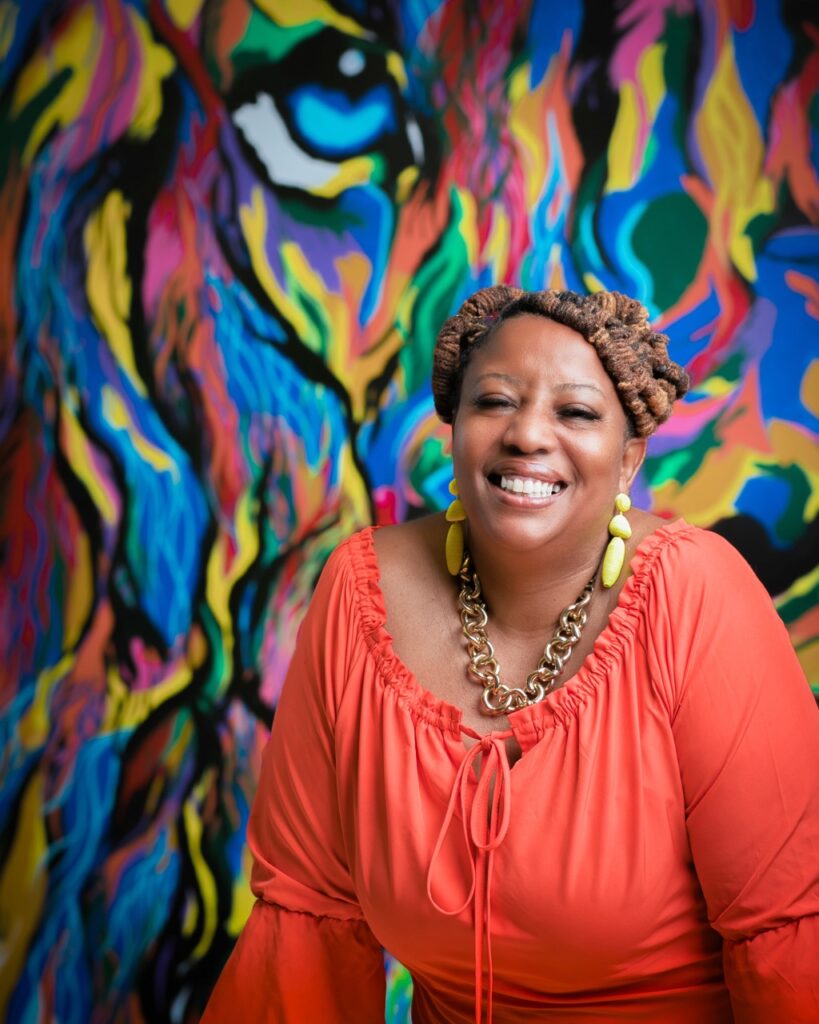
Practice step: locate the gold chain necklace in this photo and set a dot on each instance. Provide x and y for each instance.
(483, 668)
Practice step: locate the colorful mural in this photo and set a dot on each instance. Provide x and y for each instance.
(229, 232)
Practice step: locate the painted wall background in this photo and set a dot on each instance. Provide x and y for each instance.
(228, 233)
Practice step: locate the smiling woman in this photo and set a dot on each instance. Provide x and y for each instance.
(583, 839)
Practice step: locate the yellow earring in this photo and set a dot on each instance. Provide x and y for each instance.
(620, 531)
(456, 516)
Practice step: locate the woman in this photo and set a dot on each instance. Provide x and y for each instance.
(629, 833)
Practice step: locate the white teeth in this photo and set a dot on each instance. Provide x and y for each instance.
(527, 485)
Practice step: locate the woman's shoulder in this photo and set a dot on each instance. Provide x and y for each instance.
(691, 567)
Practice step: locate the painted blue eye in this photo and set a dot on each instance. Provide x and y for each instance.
(334, 125)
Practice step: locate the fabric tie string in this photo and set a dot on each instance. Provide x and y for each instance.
(485, 823)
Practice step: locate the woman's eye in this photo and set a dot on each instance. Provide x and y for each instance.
(492, 401)
(578, 413)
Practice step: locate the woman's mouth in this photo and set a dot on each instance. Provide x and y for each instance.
(527, 486)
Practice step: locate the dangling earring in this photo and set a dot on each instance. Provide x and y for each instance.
(456, 516)
(620, 531)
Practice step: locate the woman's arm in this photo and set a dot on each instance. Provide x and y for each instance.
(746, 729)
(306, 952)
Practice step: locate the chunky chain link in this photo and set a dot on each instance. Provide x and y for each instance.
(483, 667)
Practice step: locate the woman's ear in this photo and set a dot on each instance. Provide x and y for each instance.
(634, 453)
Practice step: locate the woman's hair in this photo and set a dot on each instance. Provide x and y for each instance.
(636, 357)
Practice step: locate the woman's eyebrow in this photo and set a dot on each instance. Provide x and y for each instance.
(578, 385)
(507, 378)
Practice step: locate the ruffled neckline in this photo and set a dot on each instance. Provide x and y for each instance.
(561, 706)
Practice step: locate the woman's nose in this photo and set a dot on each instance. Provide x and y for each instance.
(530, 429)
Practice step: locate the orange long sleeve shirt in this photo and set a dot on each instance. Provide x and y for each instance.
(653, 855)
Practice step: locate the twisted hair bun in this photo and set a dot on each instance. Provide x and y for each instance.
(635, 356)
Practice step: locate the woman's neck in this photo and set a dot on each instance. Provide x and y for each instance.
(524, 591)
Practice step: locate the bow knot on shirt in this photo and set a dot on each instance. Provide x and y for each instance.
(485, 808)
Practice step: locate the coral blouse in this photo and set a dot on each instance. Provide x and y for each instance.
(653, 855)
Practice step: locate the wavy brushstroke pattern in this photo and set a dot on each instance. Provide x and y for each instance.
(229, 235)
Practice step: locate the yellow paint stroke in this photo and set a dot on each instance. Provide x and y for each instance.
(34, 725)
(8, 24)
(116, 412)
(397, 70)
(76, 49)
(183, 12)
(253, 219)
(526, 119)
(733, 152)
(622, 144)
(80, 455)
(23, 885)
(125, 709)
(593, 283)
(498, 244)
(639, 102)
(158, 64)
(301, 281)
(467, 212)
(352, 172)
(243, 900)
(294, 15)
(710, 493)
(809, 392)
(207, 886)
(106, 280)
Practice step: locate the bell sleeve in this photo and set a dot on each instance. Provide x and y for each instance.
(305, 953)
(746, 730)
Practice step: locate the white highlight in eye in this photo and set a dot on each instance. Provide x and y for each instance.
(351, 62)
(263, 128)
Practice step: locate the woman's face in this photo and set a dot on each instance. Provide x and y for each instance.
(539, 438)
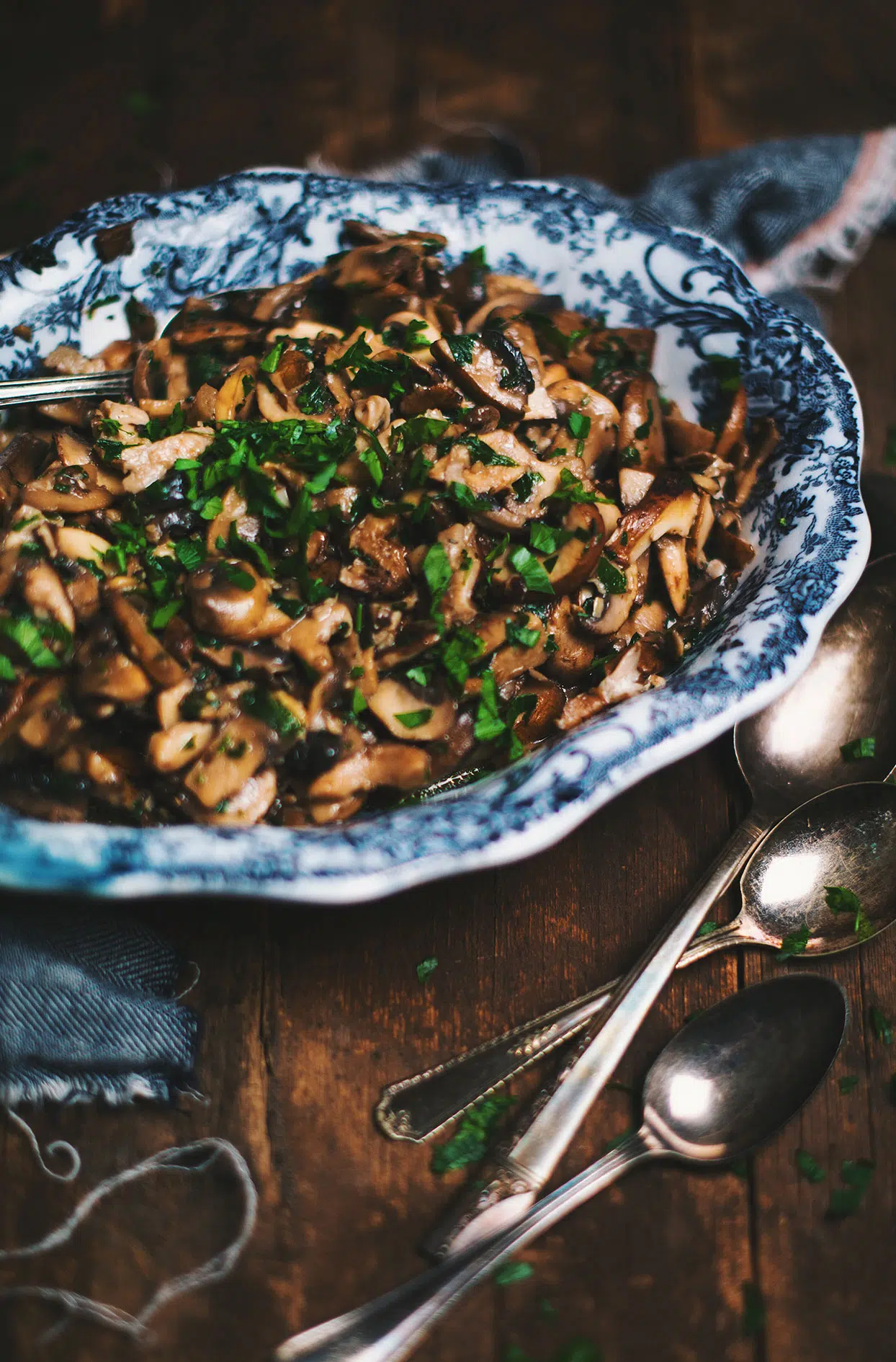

______________________________

* _The problem_
Please copy every one of the records above word for word, leaving out the pictures.

* _Result of this exercise_
Practice step: locate the gold chain necklace in this photo and set a dot on each instance. Provide x and y for each instance.
(483, 668)
Practice step: locate the colorful mural in this photo and set a dot on each instance. Provide x and y for each instance.
(229, 232)
Practice step: locate the painted wall background in this photo and set a dot on each instance. Provide x and y for each instance.
(228, 233)
Practice step: locate the smiling woman in this photo and set a dot on each instance. Provide x and y for each instance.
(583, 839)
Practice step: locate the yellow earring in this photo and set a dot on each instance. Provide x and y for each instance.
(620, 531)
(456, 516)
Practice step: locate the woman in this photo and set a dot on each instance. Provide x and y for each instance.
(629, 833)
Practice step: locate the white teeth in this photo and set a dot on each instance. Provide x and y for each instance.
(527, 485)
Practice step: locate the woman's shoulder in this photo and set a dot on each instance. Provide x and y for each instance.
(691, 567)
Practice step: locate the painted blue eye in this photo and set a dot on each instance. Provide x and y for each instance.
(334, 125)
Practice step: locate the fabric tie string in this photo and set a dot on each instance. Provide x and y for each instance.
(485, 823)
Practice step: locate the woman's eye in this photo and set a dot on each instance. Provide x and y for each instance.
(492, 401)
(578, 413)
Practice step: locate the woman's mouth in this photo and set a dot on each instance. Provide x and y for each instance.
(527, 486)
Practice step: locate the dangling earring in this photo and set a dot on each instance. Provide x and y for each instance.
(456, 516)
(620, 531)
Practice step: locate the woman's arm in this photo and set a dot on each instance. Provide x and y for each instance.
(746, 729)
(306, 952)
Practice step: locate the chunky chain link in this photo and set a dot on each instance. Provide x and y for each instance.
(483, 667)
Practice step: locate the woman's ear in this photo and set a dot on each instance. Provide x and y for each instance.
(634, 453)
Practice step: locate the woman's hair in this photo and set a dot on each instance. Provide x and y for each instance.
(636, 357)
Practice step: locate the woman's eyebrow in this photo and set a dot on each instance. Provide x and y for each instance.
(578, 385)
(507, 378)
Practice step: locate the ruffled neckline in this photo and set a dot on each instance. Provide x and y for each instance.
(561, 706)
Practice step: locate the woman's nose in this photo and set a dot on each instance. Provide x and y for each instance.
(530, 429)
Practice step: locate the orange long sleeve shirt in this photo and set a dot on each instance. Provide x and y for each instance.
(653, 855)
Practice step: locate the twisted hair bun in this photo and set a dot on each instance. Provide x and y for each instance.
(635, 356)
Practice step: locate the woman's neck in this photo and set a dot on each instance. Provide x and y for each instance.
(524, 591)
Practice step: locate the bow knot on shirt in this photo and set a dot on each instance. Provide x and y for each instance.
(485, 808)
Practice step: locate the coral blouse in this photo and set a dot on each instance. Provide x and y for each instance.
(653, 855)
Practice step: locate the wavy brushstroke pattern in this photo and set a dot on each instance. Provide x and y for each instance.
(229, 235)
Practice step: locate the yellow paint stroke in this photo and set a dot on each instance. Provide x and y for each instance.
(34, 725)
(8, 24)
(116, 412)
(397, 70)
(76, 49)
(183, 12)
(253, 219)
(526, 119)
(733, 152)
(622, 144)
(80, 455)
(23, 885)
(125, 709)
(593, 283)
(498, 244)
(639, 102)
(158, 64)
(301, 281)
(467, 212)
(352, 172)
(243, 900)
(294, 15)
(710, 493)
(809, 392)
(207, 886)
(106, 280)
Practice step: locate the bell sleeve in this photo and set a dot on each instance. Provide x and y for each instance.
(305, 953)
(746, 730)
Practice step: locate the white highlight in eye in this photo and set a dot on each instance. Provide x and y for each instance.
(351, 62)
(263, 128)
Practice step: locate the woman's face in this photo and set a dot on each instance. Provide x and y for each instance.
(539, 438)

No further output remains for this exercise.